---------- DATA PROVIDED
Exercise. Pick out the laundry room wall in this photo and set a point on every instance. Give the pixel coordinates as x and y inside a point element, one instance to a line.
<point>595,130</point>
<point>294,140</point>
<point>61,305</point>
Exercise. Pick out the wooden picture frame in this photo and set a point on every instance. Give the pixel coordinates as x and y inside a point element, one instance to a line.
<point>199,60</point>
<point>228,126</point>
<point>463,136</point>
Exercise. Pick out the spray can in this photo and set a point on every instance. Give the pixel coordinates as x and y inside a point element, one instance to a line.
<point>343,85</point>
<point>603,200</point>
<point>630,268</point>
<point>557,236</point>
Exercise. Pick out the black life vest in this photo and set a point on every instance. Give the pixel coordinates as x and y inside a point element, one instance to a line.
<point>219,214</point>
--------------------
---------- DATA PROVIDED
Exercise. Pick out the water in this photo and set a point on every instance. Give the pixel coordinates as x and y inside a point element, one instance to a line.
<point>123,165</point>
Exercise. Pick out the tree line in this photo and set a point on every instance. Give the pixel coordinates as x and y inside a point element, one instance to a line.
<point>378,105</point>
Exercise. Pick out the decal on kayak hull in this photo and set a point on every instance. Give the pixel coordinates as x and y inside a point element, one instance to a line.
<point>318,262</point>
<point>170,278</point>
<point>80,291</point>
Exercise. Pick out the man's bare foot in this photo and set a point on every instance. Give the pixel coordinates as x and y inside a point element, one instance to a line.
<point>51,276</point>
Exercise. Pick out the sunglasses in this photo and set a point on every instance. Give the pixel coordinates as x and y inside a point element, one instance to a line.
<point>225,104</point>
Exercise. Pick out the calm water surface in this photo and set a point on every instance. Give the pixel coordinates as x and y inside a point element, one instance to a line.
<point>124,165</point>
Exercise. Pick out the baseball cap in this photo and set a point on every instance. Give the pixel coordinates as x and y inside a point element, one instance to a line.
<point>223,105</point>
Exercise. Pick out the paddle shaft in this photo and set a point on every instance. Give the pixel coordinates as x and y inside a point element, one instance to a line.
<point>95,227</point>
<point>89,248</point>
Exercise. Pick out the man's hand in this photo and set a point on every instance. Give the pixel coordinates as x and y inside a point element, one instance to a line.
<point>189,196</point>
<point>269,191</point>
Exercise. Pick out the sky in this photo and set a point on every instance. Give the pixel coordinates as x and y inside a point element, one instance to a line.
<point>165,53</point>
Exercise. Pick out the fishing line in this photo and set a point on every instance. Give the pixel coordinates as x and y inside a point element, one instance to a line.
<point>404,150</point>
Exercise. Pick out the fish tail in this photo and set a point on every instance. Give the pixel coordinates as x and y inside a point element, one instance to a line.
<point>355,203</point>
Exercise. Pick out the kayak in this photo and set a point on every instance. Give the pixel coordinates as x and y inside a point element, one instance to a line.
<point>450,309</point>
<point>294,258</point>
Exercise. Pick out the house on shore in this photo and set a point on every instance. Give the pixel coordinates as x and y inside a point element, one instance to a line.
--------------------
---------- DATA PROVIDED
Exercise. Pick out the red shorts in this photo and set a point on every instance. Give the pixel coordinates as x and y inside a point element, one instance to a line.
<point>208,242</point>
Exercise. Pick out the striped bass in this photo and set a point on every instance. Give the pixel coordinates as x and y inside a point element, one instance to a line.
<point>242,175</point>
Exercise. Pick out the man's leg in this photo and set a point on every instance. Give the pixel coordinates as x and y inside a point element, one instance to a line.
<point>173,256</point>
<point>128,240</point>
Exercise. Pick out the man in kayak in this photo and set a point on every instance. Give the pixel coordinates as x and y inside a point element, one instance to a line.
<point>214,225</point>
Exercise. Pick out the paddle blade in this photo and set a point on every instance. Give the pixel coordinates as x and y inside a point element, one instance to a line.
--------------------
● **ASSIGNED TASK**
Look above for the line with "Exercise. Pick out the man's bare" and the line with "Exercise. Pick out the house", and reproduce exactly those two lines plus every line between, nothing more.

● **REPLY**
Exercise. Pick out the man's bare foot in this photo and set a point on every instance. Give the pixel coordinates as x and y inside a point element, one instance to a line.
<point>51,276</point>
Exercise. Pick out the sunglasses in this photo and set a point on every instance. Give the pixel coordinates as x and y inside a point element, one instance to a line.
<point>225,104</point>
Exercise. Pick out the calm water surface in this photo and set a point on every instance. Give the pixel coordinates as x and y inside a point element, one instance to a line.
<point>124,165</point>
Exercise. Pick out the baseball cap in this photo and set a point on every instance. Give the pixel coordinates as x and y inside a point element, one instance to a line.
<point>223,105</point>
Exercise. Pick out the paddle shaft in this photo and set a point on every instance. Give the pixel coordinates as x and y inside a point element, one instance to a line.
<point>95,227</point>
<point>89,248</point>
Exercise. Pick out the man's hand in this photo and set a point on every instance. Give the pixel coordinates as x and y inside a point element, one instance to a line.
<point>189,196</point>
<point>269,191</point>
Exercise. Pick out the sky in this photo and set a point on every instance. Give the pixel coordinates as x and y inside a point element, one instance to a line.
<point>165,53</point>
Exercise. Pick out the fishing line in this photo and set a point on every instance. Give the pixel coordinates as x and y inside a point element, one instance to a line.
<point>404,150</point>
Exercise. Pick out the fish tail in this photo and set a point on every instance. Give the pixel coordinates as x and y inside a point element, one instance to a line.
<point>355,203</point>
Exercise. Pick out the kayak in this photo and set a point on every instance. Give the pixel coordinates as x and y inside a point element, one instance to a line.
<point>450,309</point>
<point>294,258</point>
Exercise. Pick out the house on shore in this photo and set a point on every instance. Give the pixel coordinates as x and y inside a point element, one instance to a line.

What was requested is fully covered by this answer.